Questions:
A. According to the nurse shortage article, how many nurse residents were in the first class Lafayette General Medical Center enrolled?
B. From the nurse shortage article, repeat the part that opens with the words containing "When the last" and closes with "of modern ailments.".
Extract to read section start
When the last boomer punches out for retirement, more than 77 million people will have left the American workforce for pasture. That means a massive increase in demand for treatment associated with an aging population. More hospital visits, more surgeries, more accidents and more complicated inpatient treatment regimens will stretch an already thin primary care workforce. It’s the cost of living longer. The glut of new demand for care will arguably lean hardest on registered nurses — the front line of the medical workforce, and one already facing a long term shortage caused by high rates of turnover and ballooning demand.Hospitals like Lafayette General Medical Center are trying to close the gap with residency programs designed to acclimate new nurses to the evermore-complicated world of modern ailments.
While the shortage hasn’t hit home yet — the boomer shortage isn’t set to roost for a few more years — LGMC has attacked turnover aggressively. LGMC just enrolled its first class of 11 nurse “residents” this past April. They are set to graduate in February of 2017.
Extract to read section end
Dataset extract section start
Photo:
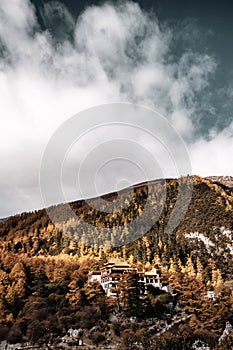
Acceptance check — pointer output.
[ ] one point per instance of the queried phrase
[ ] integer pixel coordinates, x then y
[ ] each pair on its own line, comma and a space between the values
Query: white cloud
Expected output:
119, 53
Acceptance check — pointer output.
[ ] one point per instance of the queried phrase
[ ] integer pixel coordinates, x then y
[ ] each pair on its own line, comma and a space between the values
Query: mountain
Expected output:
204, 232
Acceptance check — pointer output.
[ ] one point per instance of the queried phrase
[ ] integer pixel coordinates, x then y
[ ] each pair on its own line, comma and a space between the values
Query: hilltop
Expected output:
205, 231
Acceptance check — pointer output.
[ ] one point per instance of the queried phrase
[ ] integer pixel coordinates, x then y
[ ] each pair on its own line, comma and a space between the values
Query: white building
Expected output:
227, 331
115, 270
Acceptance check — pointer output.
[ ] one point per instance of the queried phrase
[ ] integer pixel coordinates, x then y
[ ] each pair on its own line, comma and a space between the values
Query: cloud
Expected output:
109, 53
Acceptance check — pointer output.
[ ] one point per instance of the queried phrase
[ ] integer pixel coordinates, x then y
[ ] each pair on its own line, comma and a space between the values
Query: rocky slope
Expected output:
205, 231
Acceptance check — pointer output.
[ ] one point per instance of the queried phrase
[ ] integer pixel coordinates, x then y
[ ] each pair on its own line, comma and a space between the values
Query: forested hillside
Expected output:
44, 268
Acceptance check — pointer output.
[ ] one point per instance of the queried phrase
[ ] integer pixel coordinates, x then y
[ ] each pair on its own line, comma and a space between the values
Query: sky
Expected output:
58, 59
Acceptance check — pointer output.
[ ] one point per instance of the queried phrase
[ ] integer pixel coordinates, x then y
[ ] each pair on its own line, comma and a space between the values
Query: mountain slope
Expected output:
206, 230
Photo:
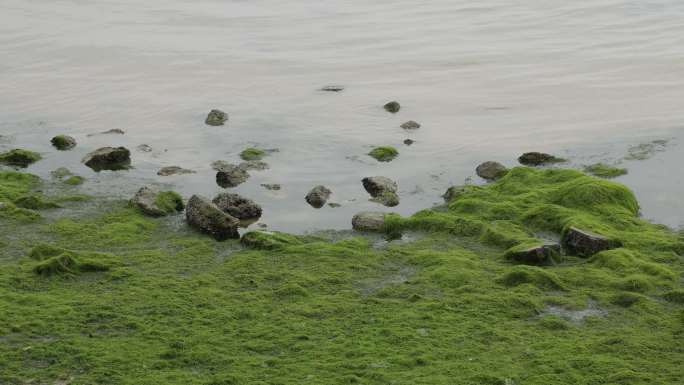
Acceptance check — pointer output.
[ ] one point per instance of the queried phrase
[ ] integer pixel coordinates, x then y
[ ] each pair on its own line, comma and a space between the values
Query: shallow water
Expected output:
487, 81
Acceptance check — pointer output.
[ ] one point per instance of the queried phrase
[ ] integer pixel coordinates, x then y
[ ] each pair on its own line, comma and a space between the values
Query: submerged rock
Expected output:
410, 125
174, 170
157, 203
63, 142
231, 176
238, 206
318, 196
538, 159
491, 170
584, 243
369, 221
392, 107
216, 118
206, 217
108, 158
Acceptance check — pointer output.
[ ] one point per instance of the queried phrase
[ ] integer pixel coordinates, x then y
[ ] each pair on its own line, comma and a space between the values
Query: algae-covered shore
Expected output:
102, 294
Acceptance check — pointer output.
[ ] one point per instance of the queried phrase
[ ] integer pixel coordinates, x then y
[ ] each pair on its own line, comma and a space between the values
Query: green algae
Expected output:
Dataset extract section end
Written answers:
A. 11

B.
When the last boomer punches out for retirement, more than 77 million people will have left the American workforce for pasture. That means a massive increase in demand for treatment associated with an aging population. More hospital visits, more surgeries, more accidents and more complicated inpatient treatment regimens will stretch an already thin primary care workforce. It’s the cost of living longer. The glut of new demand for care will arguably lean hardest on registered nurses — the front line of the medical workforce, and one already facing a long term shortage caused by high rates of turnover and ballooning demand.Hospitals like Lafayette General Medical Center are trying to close the gap with residency programs designed to acclimate new nurses to the evermore-complicated world of modern ailments.